> _Provided records_:
■ ■ ■ ■

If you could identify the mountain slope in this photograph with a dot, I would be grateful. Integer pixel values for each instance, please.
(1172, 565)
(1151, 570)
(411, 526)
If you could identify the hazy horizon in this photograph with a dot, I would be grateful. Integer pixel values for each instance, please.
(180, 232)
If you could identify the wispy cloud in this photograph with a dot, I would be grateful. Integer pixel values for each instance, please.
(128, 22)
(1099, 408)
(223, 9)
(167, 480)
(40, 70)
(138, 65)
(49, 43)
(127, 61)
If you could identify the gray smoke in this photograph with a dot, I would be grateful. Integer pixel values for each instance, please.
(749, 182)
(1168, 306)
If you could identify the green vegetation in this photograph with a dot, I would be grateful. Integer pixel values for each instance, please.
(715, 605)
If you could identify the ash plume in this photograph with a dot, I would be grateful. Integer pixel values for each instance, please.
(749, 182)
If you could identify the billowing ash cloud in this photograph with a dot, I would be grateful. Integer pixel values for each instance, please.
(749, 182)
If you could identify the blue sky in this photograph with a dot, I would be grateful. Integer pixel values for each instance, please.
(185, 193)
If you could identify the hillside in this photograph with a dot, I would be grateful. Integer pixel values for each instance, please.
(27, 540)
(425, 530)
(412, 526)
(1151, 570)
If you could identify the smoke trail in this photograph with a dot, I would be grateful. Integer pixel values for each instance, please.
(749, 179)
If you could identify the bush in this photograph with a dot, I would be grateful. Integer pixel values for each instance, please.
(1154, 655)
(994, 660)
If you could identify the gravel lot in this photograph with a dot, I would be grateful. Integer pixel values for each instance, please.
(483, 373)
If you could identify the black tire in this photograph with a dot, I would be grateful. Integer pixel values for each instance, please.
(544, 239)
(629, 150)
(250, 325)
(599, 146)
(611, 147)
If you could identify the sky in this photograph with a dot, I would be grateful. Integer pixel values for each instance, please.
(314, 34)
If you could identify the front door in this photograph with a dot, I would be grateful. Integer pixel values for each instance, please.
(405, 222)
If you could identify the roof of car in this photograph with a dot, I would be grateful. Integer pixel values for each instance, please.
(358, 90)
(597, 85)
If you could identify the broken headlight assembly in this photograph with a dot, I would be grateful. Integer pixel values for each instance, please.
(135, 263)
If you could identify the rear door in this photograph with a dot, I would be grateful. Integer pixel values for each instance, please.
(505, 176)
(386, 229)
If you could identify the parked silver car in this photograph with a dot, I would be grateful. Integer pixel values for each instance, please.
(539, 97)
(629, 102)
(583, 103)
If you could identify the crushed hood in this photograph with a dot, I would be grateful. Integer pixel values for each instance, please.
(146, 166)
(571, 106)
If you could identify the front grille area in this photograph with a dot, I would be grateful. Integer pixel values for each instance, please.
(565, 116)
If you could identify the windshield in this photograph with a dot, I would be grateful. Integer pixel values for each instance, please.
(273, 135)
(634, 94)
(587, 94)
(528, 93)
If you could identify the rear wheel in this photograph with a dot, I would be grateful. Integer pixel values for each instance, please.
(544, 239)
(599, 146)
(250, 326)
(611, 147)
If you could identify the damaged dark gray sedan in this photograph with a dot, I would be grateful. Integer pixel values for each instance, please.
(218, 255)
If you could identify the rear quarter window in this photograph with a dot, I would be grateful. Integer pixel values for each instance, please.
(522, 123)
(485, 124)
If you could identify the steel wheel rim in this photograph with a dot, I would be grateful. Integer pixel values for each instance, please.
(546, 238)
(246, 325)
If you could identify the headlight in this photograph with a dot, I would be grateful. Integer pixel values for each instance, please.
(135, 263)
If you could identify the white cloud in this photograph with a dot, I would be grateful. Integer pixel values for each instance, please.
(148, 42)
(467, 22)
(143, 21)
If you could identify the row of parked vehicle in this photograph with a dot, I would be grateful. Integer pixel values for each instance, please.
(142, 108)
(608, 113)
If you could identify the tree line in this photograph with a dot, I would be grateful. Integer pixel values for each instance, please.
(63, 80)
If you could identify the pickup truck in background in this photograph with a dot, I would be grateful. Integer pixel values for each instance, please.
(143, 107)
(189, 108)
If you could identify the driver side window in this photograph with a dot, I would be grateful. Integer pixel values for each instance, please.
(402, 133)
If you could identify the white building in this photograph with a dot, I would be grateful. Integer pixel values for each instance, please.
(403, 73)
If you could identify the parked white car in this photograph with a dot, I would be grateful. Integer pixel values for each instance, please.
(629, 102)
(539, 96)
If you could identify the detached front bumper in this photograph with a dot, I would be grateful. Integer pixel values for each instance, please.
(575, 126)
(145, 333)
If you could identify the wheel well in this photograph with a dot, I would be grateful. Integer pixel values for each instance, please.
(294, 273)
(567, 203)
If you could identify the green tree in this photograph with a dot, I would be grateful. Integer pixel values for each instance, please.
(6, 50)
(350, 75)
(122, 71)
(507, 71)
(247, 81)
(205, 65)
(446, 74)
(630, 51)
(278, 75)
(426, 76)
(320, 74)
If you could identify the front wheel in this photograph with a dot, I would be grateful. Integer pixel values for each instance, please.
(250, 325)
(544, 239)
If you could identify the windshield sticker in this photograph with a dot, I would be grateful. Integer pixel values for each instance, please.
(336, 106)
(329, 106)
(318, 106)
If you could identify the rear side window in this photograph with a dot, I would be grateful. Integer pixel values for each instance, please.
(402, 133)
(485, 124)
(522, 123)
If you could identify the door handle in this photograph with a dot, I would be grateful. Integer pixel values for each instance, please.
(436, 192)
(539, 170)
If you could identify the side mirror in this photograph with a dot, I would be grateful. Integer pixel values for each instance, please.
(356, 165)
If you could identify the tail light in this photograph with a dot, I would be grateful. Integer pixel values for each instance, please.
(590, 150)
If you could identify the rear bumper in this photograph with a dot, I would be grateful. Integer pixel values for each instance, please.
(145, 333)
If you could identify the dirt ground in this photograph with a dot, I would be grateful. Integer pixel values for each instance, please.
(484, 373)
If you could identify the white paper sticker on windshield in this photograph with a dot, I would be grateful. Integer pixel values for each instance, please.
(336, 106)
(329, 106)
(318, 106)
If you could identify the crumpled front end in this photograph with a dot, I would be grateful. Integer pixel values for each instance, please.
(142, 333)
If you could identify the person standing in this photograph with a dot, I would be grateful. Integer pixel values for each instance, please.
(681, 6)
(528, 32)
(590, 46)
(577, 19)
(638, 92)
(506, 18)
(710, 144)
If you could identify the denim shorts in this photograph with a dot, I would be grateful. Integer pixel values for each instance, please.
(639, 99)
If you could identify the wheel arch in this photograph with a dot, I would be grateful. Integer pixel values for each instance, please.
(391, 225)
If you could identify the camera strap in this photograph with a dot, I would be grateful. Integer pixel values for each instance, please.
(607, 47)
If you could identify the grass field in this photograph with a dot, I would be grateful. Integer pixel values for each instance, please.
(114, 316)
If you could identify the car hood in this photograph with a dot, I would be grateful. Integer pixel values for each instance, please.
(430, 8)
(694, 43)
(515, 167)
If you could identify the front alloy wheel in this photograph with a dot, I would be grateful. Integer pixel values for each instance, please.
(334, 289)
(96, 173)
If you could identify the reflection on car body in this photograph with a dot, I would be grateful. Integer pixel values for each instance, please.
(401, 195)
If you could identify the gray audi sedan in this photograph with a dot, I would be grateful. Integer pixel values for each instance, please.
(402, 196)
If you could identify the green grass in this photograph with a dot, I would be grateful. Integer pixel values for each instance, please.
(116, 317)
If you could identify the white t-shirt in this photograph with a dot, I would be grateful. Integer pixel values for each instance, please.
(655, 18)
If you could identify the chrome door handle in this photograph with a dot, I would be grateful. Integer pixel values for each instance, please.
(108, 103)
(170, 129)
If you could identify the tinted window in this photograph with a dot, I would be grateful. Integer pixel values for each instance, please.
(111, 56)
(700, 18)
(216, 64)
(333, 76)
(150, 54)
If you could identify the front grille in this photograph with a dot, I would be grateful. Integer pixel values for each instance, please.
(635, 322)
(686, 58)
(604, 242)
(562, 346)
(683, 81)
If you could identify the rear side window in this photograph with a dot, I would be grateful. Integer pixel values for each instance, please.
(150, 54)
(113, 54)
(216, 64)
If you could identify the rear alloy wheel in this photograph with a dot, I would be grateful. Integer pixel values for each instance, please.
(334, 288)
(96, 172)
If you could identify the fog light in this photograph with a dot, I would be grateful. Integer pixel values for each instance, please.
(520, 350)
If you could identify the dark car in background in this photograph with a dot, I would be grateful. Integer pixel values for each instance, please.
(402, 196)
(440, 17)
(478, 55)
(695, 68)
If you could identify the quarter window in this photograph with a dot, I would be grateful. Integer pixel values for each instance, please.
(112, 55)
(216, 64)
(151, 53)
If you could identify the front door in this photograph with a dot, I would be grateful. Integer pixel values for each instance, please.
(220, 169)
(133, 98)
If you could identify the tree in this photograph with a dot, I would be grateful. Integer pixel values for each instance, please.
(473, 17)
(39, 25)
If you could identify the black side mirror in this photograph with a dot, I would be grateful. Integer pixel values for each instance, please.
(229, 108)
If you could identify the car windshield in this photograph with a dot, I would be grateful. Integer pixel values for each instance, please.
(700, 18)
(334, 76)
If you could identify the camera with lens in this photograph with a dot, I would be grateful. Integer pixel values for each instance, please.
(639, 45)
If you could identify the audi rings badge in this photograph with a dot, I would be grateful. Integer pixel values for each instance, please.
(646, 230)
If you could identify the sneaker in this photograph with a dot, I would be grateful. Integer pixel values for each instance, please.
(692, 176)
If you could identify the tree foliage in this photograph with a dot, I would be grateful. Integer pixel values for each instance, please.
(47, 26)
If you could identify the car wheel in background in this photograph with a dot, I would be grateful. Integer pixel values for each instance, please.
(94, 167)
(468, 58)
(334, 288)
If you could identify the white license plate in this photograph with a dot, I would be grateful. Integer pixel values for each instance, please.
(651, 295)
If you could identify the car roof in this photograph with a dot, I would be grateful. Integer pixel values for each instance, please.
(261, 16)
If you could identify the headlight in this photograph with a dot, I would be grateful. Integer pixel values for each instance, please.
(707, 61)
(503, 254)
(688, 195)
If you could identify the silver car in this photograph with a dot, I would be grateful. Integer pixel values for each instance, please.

■ ■ ■ ■

> _Work to do_:
Turn everything from the item containing "If you could identify the white license" down to the last of the items into a numbered list, leaving out any blank lines.

> _Answer to this problem_:
1. If you could identify the white license plate in this photograph with a dot, I would be grateful. Integer pixel values for each instance, please.
2. (651, 295)
3. If you could identify the car roof in this photograph with a dot, I would be grateful. Integer pixel values for each instance, please.
4. (261, 16)
5. If you could identify the headlight in this photograph with a dot, I would be grateful. Integer pixel values for each instance, please.
6. (707, 61)
7. (503, 254)
8. (688, 195)
9. If you could identify the silver car in this photograph with a dot, I would be grateful. Integer pixel values for each instance, please.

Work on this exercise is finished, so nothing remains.